Adoption has life-long consequences and that is true whether the adoption is open or closed. Evaluating your options of adoption or raising your child ("parenting") is the most important decision you will ever make in your life. This is one decision that should never be rushed. As you consider your options, remember that your circumstances will change. You probably will not always be single, not always be poor. Your parents anger will probably diminish when they see their grandbaby.

If you decide to keep your baby then you can still relinquish your parental rights later, but if you decide to relinquish your baby and then change your mind, you would have a big legal battle and still probably would not get her back.

Closed Adoption

Adoption agencies may say that the mother will experience a "brief mourning period". They will not tell you what it might be like for a mother 20 or 30 years later when she has missed out on every moment she might have had with her child. By that time, a mother will surely realize that her friends kept their babies and accepted the help of their parents and often had the support and assistance of the baby's father as well. It is so heartbreaking when mothers who have been so "brave" all along finally break down. Worst of all, few friends or family members expect this intense delayed grieving and the mother may find herself completely stricken with no one to turn to for support.

Open Adoption

Again, adoption agencies will make it out that this is no big deal. But for you, it is a very big deal. They may say you are only a "birthmother" but the truth is that you are your baby's mother. What will it be like waiting for the people who adopted her to send you one letter a year - with the obligatory letter to "the birthmother" getting sent later and later each year? How will you feel about getting outdated pictures that are not even in focus? How will you feel when they decide to cut you off completely?

They may make all kinds of promises to you, but the truth is that the people adopting don't want you. The people adopting want your baby. In fact, your presence will most likely be a threat to them, especially if they are infertile and unable to have a baby of their own.

_Dataset content:_
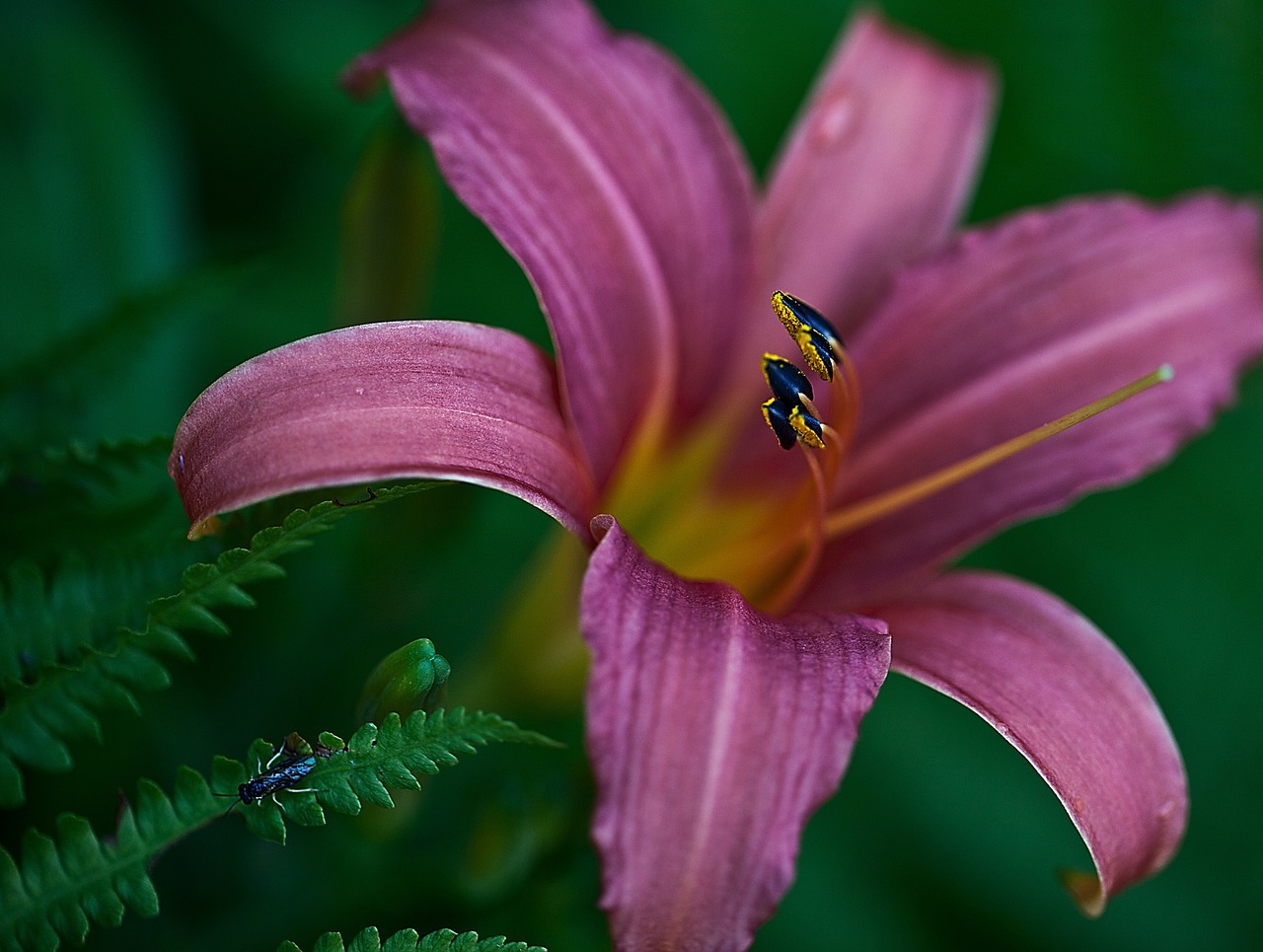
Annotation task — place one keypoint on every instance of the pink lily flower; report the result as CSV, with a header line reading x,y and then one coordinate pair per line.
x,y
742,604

...

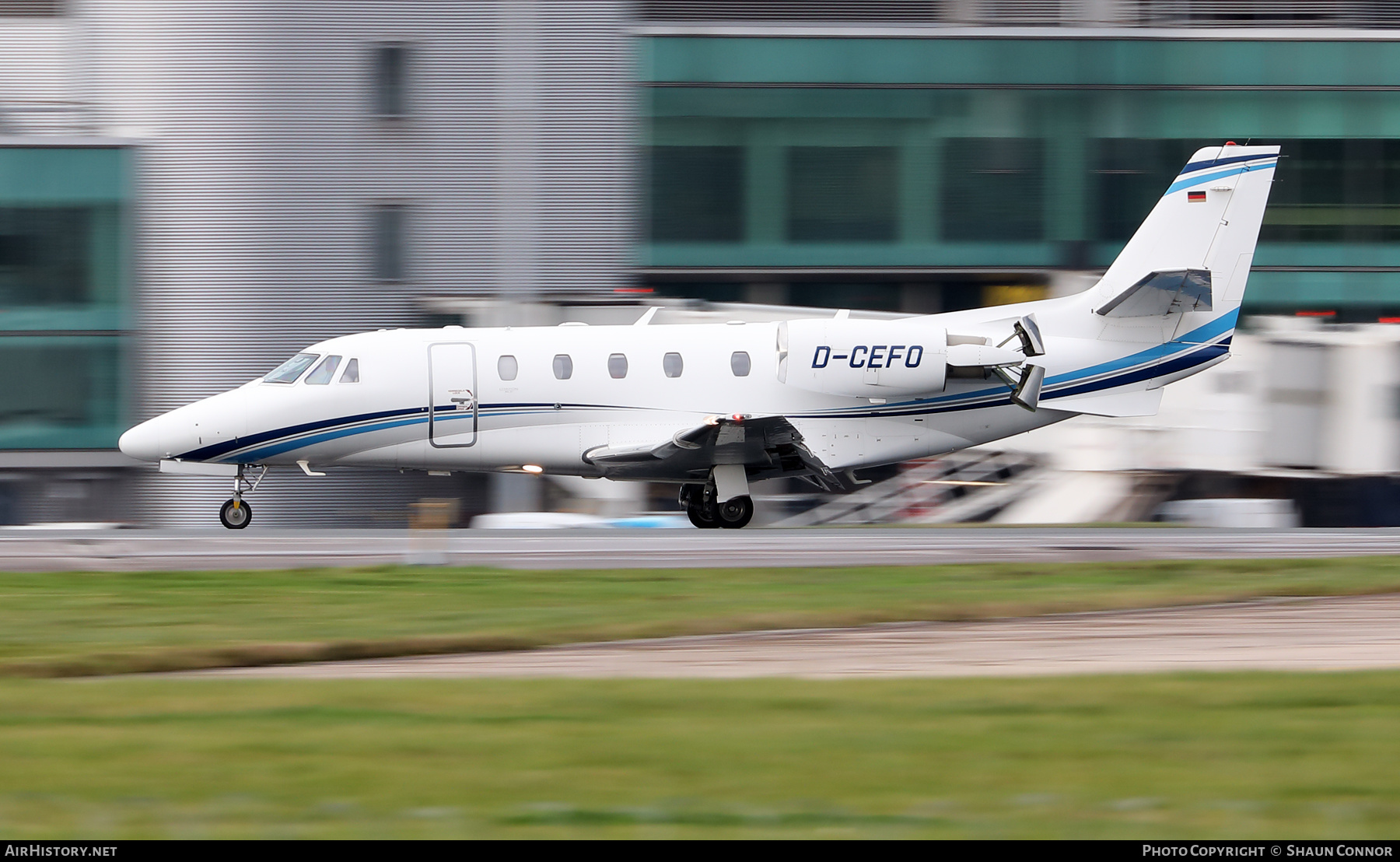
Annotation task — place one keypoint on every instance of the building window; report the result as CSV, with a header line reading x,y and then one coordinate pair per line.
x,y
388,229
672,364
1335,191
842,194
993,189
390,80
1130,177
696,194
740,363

_Required actions:_
1 – Answer these questions about the adoption text:
(a) What do adoption agencies say a mother will experience after a closed adoption?
(b) How often does the open adoption section picture the adoptive family sending a letter?
(c) What would likely happen if you relinquished your baby and then changed your mind?
2 – Please set down word for word the part of the adoption text starting at "Adoption has life-long" and ending at "get her back.".

_Answers provided:_
1 –
(a) A "brief mourning period."
(b) One letter a year.
(c) You would have a big legal battle and still probably would not get her back.

2 –
Adoption has life-long consequences and that is true whether the adoption is open or closed. Evaluating your options of adoption or raising your child ("parenting") is the most important decision you will ever make in your life. This is one decision that should never be rushed. As you consider your options, remember that your circumstances will change. You probably will not always be single, not always be poor. Your parents anger will probably diminish when they see their grandbaby.

If you decide to keep your baby then you can still relinquish your parental rights later, but if you decide to relinquish your baby and then change your mind, you would have a big legal battle and still probably would not get her back.